Excerpt from a dataset:
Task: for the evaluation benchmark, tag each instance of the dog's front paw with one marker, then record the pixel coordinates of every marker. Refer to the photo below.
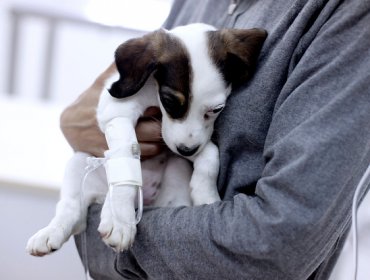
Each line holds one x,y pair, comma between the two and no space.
117,232
46,241
201,197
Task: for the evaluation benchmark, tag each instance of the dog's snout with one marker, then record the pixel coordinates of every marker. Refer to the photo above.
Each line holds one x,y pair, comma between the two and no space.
187,151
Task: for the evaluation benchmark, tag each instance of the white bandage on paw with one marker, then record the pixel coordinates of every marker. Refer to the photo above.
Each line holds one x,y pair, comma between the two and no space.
124,171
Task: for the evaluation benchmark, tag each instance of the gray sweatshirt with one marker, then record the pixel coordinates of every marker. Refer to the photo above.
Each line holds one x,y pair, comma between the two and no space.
294,142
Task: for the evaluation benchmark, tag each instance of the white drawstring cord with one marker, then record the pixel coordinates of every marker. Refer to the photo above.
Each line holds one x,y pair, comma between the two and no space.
355,202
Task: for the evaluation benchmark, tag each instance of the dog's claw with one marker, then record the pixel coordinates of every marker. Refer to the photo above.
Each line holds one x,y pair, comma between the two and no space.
46,241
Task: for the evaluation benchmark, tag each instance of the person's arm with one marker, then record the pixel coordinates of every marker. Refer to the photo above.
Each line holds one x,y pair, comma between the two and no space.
315,153
79,124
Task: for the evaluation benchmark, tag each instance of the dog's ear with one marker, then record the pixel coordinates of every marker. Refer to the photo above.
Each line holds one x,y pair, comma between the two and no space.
235,52
136,60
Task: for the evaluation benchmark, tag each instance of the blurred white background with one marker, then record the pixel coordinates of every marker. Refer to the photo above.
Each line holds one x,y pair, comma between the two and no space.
50,52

Exercise task:
Repeat each entry above word for word, leaving every picture out.

Exercise solution:
Task: for the evaluation benchmark, tag each instance of the dog's front paw with one marker, then record the pixel coordinates of every marker. Refer to the photo below.
Each line holds one x,y pair, comma between the two and no space.
117,232
46,241
201,197
Task: for the evaluation benchmark, tag each instance of the dog's snout with one marker, then record the pixel coordinates of every marker. Refer to the photo above.
Each line holds one x,y pair, comma between the two and no space.
187,151
Task: for the evaluation benchmark, tag each instance of the white bandage on paw with one marker, then record the pixel coordinates of every marker. Refer to the photo above.
Each line holds one x,y pair, comma between the two and no space.
124,171
Task: for the evaluation benchmark, tag each instance of the gray sweatshirt with one marker, then record the pixel coordinates of every marker. Refer to the photo above.
Each line holds one x,y pair, comma between the two and no space.
294,142
Task: for the evaluation benchmark, tag each instance of the white drawstring cord with one marker, then record the pixel coordinates of every marker. Refer to the photo above.
Each line holds one x,y pair, comma between the two and no space.
355,202
Task: for the evaluation benchmark, tag each instance of the dog's claw with one marker, then record the pixel coordinates of every marker. Refer to the photo above.
Each line holds one x,y pair, comma between the two and no space.
46,241
Task: for the evaluation benchmark, tag each instance of the person's arm with one marker, then record the pixel coordinates of every marker. Refer to the photo above.
Each line holds one x,y pair, comma between the two and no space.
315,153
79,124
Task: for the evaluation benchmark, tag each instance of the dog's ear with one marker, then record the pixel coordinates of every marker. Refer to the photo above.
Each line holds one x,y pair, comma between the two and no space.
235,52
136,60
Task: for the evaluation benchmark, tag each instance of the blurred white background with one marker, then record the pixel coordinates of every marker. Refer to the photo above.
Each line holds one x,y pair, comma between the two and no space.
50,52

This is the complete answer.